■ **Goal**:
Without the pictures, give the entries below again exactly as written.

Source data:
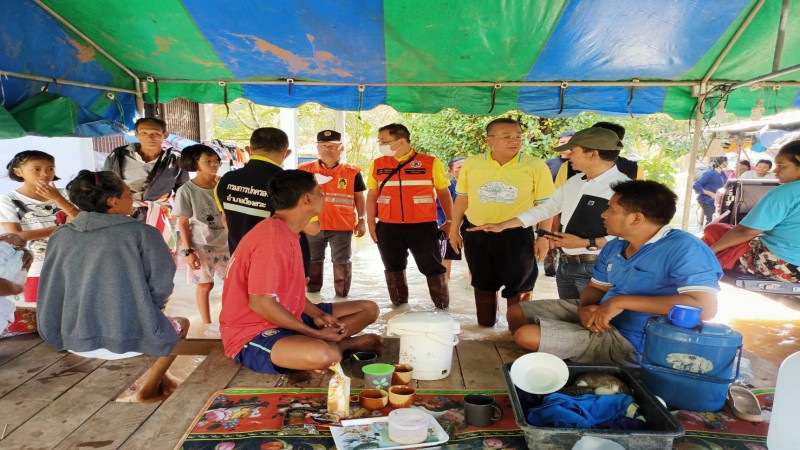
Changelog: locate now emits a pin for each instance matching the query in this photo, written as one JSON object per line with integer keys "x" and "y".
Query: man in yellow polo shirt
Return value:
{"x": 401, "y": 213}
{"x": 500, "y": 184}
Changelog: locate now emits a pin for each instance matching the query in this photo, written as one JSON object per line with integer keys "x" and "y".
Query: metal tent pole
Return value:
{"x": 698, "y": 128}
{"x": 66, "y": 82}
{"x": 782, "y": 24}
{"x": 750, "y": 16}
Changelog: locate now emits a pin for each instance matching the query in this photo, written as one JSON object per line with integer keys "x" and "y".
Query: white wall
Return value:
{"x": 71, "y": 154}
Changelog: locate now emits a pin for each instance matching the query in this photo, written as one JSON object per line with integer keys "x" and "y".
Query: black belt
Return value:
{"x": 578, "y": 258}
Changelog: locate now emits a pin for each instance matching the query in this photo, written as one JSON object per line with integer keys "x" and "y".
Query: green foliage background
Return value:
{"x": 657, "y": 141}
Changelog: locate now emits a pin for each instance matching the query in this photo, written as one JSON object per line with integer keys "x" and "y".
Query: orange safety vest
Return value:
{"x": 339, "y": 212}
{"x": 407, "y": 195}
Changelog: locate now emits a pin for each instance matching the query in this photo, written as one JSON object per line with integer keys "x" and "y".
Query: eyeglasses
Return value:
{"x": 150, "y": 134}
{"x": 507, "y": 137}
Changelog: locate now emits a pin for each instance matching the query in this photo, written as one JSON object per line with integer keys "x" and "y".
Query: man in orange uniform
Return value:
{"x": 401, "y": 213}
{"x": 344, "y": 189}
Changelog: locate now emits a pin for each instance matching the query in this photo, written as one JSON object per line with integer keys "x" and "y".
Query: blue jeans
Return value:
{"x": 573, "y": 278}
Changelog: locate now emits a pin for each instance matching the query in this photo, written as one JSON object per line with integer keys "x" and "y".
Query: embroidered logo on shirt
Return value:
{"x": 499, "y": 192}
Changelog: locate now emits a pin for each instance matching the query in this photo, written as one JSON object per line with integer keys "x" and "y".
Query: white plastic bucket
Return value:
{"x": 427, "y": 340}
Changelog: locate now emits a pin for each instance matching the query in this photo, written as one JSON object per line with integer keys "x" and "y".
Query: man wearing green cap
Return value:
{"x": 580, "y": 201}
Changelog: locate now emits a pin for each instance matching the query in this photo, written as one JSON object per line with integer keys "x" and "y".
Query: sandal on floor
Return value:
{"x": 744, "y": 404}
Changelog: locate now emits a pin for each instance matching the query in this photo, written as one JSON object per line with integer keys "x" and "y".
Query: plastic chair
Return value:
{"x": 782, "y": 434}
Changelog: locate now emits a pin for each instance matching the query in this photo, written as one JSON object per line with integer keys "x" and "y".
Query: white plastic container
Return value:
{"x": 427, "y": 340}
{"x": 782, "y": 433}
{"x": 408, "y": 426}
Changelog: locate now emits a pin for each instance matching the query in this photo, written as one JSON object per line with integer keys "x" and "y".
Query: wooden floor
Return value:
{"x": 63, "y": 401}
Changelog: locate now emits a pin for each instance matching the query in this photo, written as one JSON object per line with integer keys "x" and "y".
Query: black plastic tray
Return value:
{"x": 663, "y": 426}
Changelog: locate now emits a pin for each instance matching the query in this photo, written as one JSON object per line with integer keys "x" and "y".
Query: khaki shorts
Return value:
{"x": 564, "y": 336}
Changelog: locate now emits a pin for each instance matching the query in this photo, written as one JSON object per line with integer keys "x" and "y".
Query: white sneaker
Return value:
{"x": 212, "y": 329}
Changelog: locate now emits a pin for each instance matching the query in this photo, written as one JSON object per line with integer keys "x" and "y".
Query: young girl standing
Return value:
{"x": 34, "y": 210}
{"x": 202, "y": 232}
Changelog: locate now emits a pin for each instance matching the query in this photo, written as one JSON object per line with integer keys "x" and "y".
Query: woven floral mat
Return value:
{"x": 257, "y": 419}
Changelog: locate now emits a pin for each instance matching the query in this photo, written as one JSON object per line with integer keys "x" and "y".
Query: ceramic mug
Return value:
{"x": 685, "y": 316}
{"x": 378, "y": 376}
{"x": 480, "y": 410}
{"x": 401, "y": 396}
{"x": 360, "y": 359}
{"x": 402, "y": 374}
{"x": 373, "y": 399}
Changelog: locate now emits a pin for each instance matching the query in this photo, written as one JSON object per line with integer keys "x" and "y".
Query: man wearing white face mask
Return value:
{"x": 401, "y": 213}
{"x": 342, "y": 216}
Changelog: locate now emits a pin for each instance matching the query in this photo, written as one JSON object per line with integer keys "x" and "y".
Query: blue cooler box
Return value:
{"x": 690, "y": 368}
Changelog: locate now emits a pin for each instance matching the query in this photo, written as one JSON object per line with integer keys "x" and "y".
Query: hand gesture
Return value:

■ **Problem solution**:
Changelog: locate now emits a pin for each instance matching the query in this photo, written as one JSON object per line with integer keys "x" and "y".
Query: man in yellow polo shirt
Return value:
{"x": 401, "y": 213}
{"x": 500, "y": 184}
Changelog: locate now emits a pin for each instance matching the query in this photo, written as one JSON object per line with integer keys "x" and "y".
Query: metal tent pole
Return value:
{"x": 698, "y": 128}
{"x": 66, "y": 82}
{"x": 782, "y": 24}
{"x": 750, "y": 16}
Changelog: locate now emits a pin for each instance matching the query in this photo, written as one JSON object per line with integer keys "x" and "y".
Query: white wall
Return value:
{"x": 71, "y": 154}
Changelog: locate now emits a pin for each instance matching the query in this photo, written as one JSON object per line with integer keys "x" and "y".
Query: black belt
Return value:
{"x": 578, "y": 258}
Changelog: locate now emits a pin for each instance matching the query in this photo, written as one JSON object per line with integer keys "x" and "y".
Query: green foliage background
Return value:
{"x": 657, "y": 141}
Changelog: locate now emits a pin for each instance matching the query in this photo, written as one JSON object per line with integer keys "x" and "y".
Query: orange safety vest
Return value:
{"x": 339, "y": 212}
{"x": 407, "y": 195}
Changelog: locate now emits a pin for each instance matching the query in this photo, written as one JSON object per line with integer keys "x" and "y".
Query: eyeglasses
Return value:
{"x": 150, "y": 134}
{"x": 507, "y": 137}
Changelog: locate now emits a pin for each instance matching the query in this photo, written as one JSON object per line with integer keys "x" and "y".
Query: man in orange uniform
Return value:
{"x": 401, "y": 213}
{"x": 344, "y": 189}
Changelog: locate now emits a pin for each instance matching the query in this photo, written as one JSON object per line with integer keys "x" and "y".
Query: blue jeans
Return value:
{"x": 573, "y": 278}
Changelog: locate now emits a pin for each instance matching the query in this photo, written as one JSON object per line with integer keys "x" and "y".
Query: embroidered logo on shirt
Return value:
{"x": 499, "y": 192}
Changelog: locate now emits a pin for each instance matching the query in this photo, written as one JSON object per line with integer keys "x" and "y".
Query: white plastic bucket
Return value:
{"x": 427, "y": 340}
Changelog: locate now emits a pin for each instance matching the query in this photo, written as one JSON object per line with integer keys "x" and "y".
Query: man wearing green cap
Return value:
{"x": 580, "y": 201}
Changelog: locate now emits a pin for each instance matching the query in this photo, written as one JSON object per line with integer keys "x" and "y".
Query: sandal on floor
Return value:
{"x": 744, "y": 404}
Changelog: locate now emits a pin for each instance matching the query in this photo, written as one JSON object per line with integer keys "x" and "y".
Query: plastic chair
Return value:
{"x": 782, "y": 434}
Changelog: locate now emits a pin for each instance matching the query in this photo, written as one JSON object per line with integer keys "x" and "y".
Query: white plastic container
Return value:
{"x": 427, "y": 340}
{"x": 782, "y": 433}
{"x": 408, "y": 426}
Changelog: locate now emits a pin for each instance matching the query in this photo, written as one JSON object per line with integer keys "x" and "y".
Query: wooden floor
Return value:
{"x": 63, "y": 401}
Changelog: locate now emits a pin for each instance matching the query in this photo, written as one JSON object per line with integer keys "x" and "y".
Query: black plastic tray
Return value:
{"x": 663, "y": 426}
Changelog: locate now emits a pin for each instance matching the query in this photo, written as one JSON object per line with integer keys "x" and "y".
Query: khaki shorts
Return value:
{"x": 564, "y": 336}
Changelog: locate now emits a pin for each instance matching the query in this photo, written as one JSON object per line with integer keys "x" and "y".
Query: white sneaker
Return value:
{"x": 212, "y": 329}
Changelog: locate now emits a pin for each instance matching the query in this photo, written as one JSON object per line with integer keys "x" and "y".
Query: young girl standing
Return value:
{"x": 34, "y": 210}
{"x": 202, "y": 232}
Changelog: locate now emits a pin for each instance matching the query in this photo, written as one JSON object per line with integer keys "x" and "y".
Query: woven floral mat
Return value:
{"x": 257, "y": 419}
Changelog: locate now emits a pin for each instance matching the query in this photo, written as one JSON object per line with integer keys "x" and "y".
Query: ceramic mug
Return value:
{"x": 685, "y": 316}
{"x": 378, "y": 376}
{"x": 480, "y": 410}
{"x": 401, "y": 396}
{"x": 360, "y": 359}
{"x": 402, "y": 374}
{"x": 373, "y": 399}
Changelog: locate now emits a pin for each instance matching the query in this photo, written as one JSON object per line with integer keys "x" and "y".
Query: man wearing white face mask
Return value:
{"x": 401, "y": 213}
{"x": 342, "y": 216}
Changelog: locate now emits a pin for each instance matching the query in this photo, written as one JSON object per line with integer keys "x" and "y".
Query: blue cooler box
Return value:
{"x": 690, "y": 368}
Changelog: locate now emits a pin for each instance matching the query in this photo, written as one JSON object per line with integer keys "x" and "y".
Query: hand gesture
Return value:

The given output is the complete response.